Tak satupun orang yang berbeda pendapat tentang hak rakyat Palestina
untuk membangun dan merayakan kemerdekaan negaranya yang layak dengan
pengorbanan dan kontribusinya selama ini. Membentuk zaman baru yang
mencerminkan bangsa Palestina bebas dan merdeka, setelah beberapa dekade
mengalami penderitaan yang panjang.
Mewujudkan negara Palestina yang merdeka adalah cita-cita setiap orang
Palestina, walaupun sangat ditentang oleh penjajah durjana. Atau oleh
antek-antek penjajah. Sehingga Anda tidak bisa melihat seorang Palestina
bisa mencintai tanah airnya dan merasakan indahnya revolusi. Orang yang
selalu menentang setiap upaya bagi kemajuan negeri dan proses penguatan
jati diri bangsa Palestina yang sejati.
Akan tetapi tema tentang negara seharusnya tidak semestinya diekspos
seadanya, jauh dari konten dan nilai-nilai luhur. Karena masih banyak
tafsiran tentang karakter negara yang akan mendapatkan legalitas dari
lembaga-lembaga dunia. Dari soal efektivitas kekuasaan yang dimilikinya
di lapangan nanti, soal berbagai batasan dan komitmen yang harus
dijalankannya, hingga soal karakter hubungannya dengan Zionis Israel dan
sejumlah tafsiran lainnya yang muncul tentang orientasi negara yang
akan dibentuk nanti. Untuk menentukan apakah negara ini memiliki
beberapa penopang utama sebagai penyangga atau hanya sekedar negara
boneka, tak lain tak bukan.
Dari sejumlah pengalaman interaksi sebelumnya yang penulis alami
dengan pihak Zionis Israel dan pemeritah Amerika serta Uni Eropa (UE)
berikutnya. Mereka yang biasanya mengontrol langsung pada mekanisme
pembuatan kebijakan negara, khususnya tentang isu Palestina.
Pengalaman-pengalaman itu menunjukkan betapa besarnya kesulitan dan
rintangan yang dihadapi oleh pihak Otoritas Palestina (OP), hingga
sekarang ini. Sehingga menjadikannya sebagai eksistensi lemah tak
berdaya, tak bisa memutuskan kebijakan apapun dan selalu dalam
bayang-bayang tekanan, bahkan pengaruh, dari pihak luar.

▸ **Tugas Latihan 1**: Tentukan apakah setiap pernyataan berikut sesuai dengan teks tentang negara Palestina, lalu jawab ya atau tidak disertai kutipan kata-kata teks yang menentukan. (a) Tidak ada orang yang berbeda pendapat tentang hak rakyat Palestina untuk merayakan kemerdekaan negaranya. (b) Tema tentang negara semestinya diekspos seadanya. (c) Otoritas Palestina mampu memutuskan kebijakannya sendiri.
▸ **Tugas Latihan 2**: Tulislah satu paragraf yang melanjutkan teks tentang negara Palestina, dimulai setelah kalimat terakhirnya.

▸ **Data yang Diberikan**:
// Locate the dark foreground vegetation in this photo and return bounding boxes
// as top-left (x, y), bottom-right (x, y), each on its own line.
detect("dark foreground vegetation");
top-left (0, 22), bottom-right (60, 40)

▸ **Hasil Tugas 1**:
(a) Ya: "Tak satupun orang yang berbeda pendapat tentang hak rakyat Palestina untuk membangun dan merayakan kemerdekaan negaranya".
(b) Tidak: "tema tentang negara seharusnya tidak semestinya diekspos seadanya".
(c) Tidak: "tak bisa memutuskan kebijakan apapun dan selalu dalam bayang-bayang tekanan".

▸ **Hasil Tugas 2**:
Catatan dan Masukan
Atas rencana Mahmud Abbas dan OP yang ingin berangkat ke Perserikatan
Bangsa-Bangsa (PBB) dan mengumumkan akan berdirinya negara Palestina
merdeka, penulis ingin menjelaskan sejumlah catatan dibawah ini:
Pertama: keberangkatan ke PBB untuk mendapatkan keanggotaan penuh
bagi negara Palestina dengan batas tahun 1967 akan memberikan legitimasi
kepada Zionis Israel untuk menjajah wilayah-wilayah Palestina lainnya.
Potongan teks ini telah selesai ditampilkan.